> _WHAT IS NEEDED_: Every entry, from first to last, is to be retyped without any alteration.

> _SOURCE INFORMATION_:

★ ★ ★ ★

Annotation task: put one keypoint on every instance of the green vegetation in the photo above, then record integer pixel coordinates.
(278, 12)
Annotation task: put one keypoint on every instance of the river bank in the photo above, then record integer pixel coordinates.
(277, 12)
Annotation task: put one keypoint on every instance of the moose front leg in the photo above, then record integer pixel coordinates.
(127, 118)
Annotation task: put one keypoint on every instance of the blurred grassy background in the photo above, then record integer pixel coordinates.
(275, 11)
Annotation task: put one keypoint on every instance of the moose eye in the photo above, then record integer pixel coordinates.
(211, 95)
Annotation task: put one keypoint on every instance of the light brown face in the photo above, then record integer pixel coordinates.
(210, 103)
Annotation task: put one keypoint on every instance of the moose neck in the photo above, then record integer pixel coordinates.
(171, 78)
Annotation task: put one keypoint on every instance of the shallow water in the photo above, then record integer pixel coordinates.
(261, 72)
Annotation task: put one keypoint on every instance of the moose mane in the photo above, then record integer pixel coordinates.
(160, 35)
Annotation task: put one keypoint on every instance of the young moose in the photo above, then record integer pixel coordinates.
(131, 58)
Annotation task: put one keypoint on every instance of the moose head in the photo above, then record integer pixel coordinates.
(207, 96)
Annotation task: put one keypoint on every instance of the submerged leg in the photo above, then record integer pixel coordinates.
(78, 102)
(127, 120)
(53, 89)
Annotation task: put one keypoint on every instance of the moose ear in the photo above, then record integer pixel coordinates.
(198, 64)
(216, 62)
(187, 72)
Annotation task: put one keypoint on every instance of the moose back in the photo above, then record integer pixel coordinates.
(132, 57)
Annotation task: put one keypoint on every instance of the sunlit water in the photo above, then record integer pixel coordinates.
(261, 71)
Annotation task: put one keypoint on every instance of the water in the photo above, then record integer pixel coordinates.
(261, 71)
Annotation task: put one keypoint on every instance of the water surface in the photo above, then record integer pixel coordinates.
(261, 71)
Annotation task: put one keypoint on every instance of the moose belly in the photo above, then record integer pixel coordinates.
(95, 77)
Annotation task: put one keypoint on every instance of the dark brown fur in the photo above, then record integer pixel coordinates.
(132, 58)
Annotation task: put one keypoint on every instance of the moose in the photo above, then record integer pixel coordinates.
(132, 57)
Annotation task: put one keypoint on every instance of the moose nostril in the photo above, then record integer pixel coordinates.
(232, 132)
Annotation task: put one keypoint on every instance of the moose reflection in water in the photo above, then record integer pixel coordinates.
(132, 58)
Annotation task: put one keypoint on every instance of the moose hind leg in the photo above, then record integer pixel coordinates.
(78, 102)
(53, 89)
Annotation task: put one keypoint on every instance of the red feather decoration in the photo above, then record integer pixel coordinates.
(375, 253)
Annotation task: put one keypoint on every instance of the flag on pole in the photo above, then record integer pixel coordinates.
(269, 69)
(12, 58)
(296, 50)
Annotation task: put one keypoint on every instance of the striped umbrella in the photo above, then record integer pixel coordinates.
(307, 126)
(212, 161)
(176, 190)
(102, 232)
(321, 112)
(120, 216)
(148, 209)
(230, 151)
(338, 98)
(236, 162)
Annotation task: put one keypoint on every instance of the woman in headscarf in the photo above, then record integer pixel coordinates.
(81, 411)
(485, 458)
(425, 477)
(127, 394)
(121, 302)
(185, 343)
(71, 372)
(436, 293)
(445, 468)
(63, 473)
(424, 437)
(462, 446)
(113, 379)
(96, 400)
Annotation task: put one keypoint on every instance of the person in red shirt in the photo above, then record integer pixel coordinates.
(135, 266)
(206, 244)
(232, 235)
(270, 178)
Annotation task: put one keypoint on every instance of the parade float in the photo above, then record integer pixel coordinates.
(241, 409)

★ ★ ★ ★

> _ANSWER AREA_:
Annotation task: put one keypoint on every instance of the green vegetation in the photo above, then record integer pixel coordinates.
(278, 12)
Annotation task: put one keypoint on every instance of the river bank in the photo above, then record integer pixel coordinates.
(277, 12)
Annotation task: put one keypoint on every instance of the moose front leg in the photo above, then record integer pixel coordinates.
(127, 118)
Annotation task: put one keypoint on every instance of the blurred grassy background in the photo above, then record integer pixel coordinates.
(275, 11)
Annotation task: put one keypoint on every instance of the moose eye in the photo above, then record integer pixel coordinates.
(211, 95)
Annotation task: put one keypoint on every instance of the light brown face in the photo above, then record integer pixel coordinates.
(210, 103)
Annotation task: put one keypoint on every instance of the moose neck in the photo above, then record integer pixel coordinates.
(171, 78)
Annotation task: put one keypoint on every instance of the shallow water in the photo above, then record integer pixel coordinates.
(261, 72)
Annotation task: put one keypoint on every instance of the moose mane in the photo above, then record integer pixel coordinates.
(160, 35)
Annotation task: put one keypoint on every instance of the young moose in the photo above, then record integer pixel coordinates.
(131, 58)
Annotation task: put one keypoint on every instance of the moose head in the photo above, then record integer pixel coordinates.
(207, 96)
Annotation task: put one keypoint on every instance of the submerged leg in the photo above, then record integer pixel coordinates.
(78, 102)
(127, 120)
(53, 89)
Annotation task: put one keypoint on every instance of the moose ear in the photo above, then record integer pixel coordinates.
(198, 64)
(216, 62)
(187, 72)
Annotation task: put one keypoint on every instance of the moose back in the photo above, then record integer pixel coordinates.
(132, 57)
Annotation task: put one keypoint on every instance of the sunlit water in the photo above, then record integer pixel coordinates.
(261, 71)
Annotation task: put one keypoint on every instance of the water in the photo above, then record integer pixel coordinates.
(261, 71)
Annotation task: put one keypoint on every instance of the water surface in the photo above, then record integer pixel coordinates.
(261, 71)
Annotation task: put one keypoint on every instance of the moose belly in the photo above, then record integer pixel coordinates.
(95, 77)
Annotation task: put one keypoint on every instance of the dark brown fur in the photo above, then record integer pixel coordinates.
(132, 58)
Annotation task: put one keypoint on every instance of the moose in the photo above, then record integer pixel coordinates.
(132, 57)
Annotation task: put one keypoint on every instance of the moose nostril in the photo above, then record integer pixel coordinates.
(232, 132)
Annotation task: put one keypoint on every instance of the moose reflection in water in the photo above, then record integer pixel coordinates.
(132, 58)
Annotation task: put one keypoint on every instance of the moose hind leg in the photo above, then record integer pixel coordinates.
(78, 102)
(53, 89)
Annotation task: put one keypoint on every instance of the red feather decoration in the photo above, then record integer pixel coordinates.
(375, 253)
Annotation task: put one keypoint on every instance of the flag on pole in the photo above, then record integer pixel coordinates.
(269, 69)
(12, 58)
(296, 50)
Annotation task: put one keypoint on every instance of the striped umbrella in the photo above, then record integer pixel coordinates.
(307, 126)
(212, 161)
(176, 190)
(102, 232)
(321, 112)
(120, 216)
(148, 209)
(230, 151)
(338, 98)
(236, 162)
Annotation task: put one keypoint on every instance of the woman in headscarf in the photo above, then record integer pixel coordinates.
(81, 411)
(485, 458)
(425, 477)
(127, 394)
(121, 302)
(185, 343)
(71, 372)
(436, 293)
(445, 468)
(63, 473)
(424, 437)
(462, 446)
(113, 379)
(96, 400)
Annotation task: put one keypoint on every instance of the person in red shirt in the photo above, then record integer pixel coordinates.
(135, 266)
(206, 244)
(232, 235)
(270, 178)
Annotation task: put one keypoint on every instance of the parade float in the photo above, then record integer pixel coordinates.
(241, 409)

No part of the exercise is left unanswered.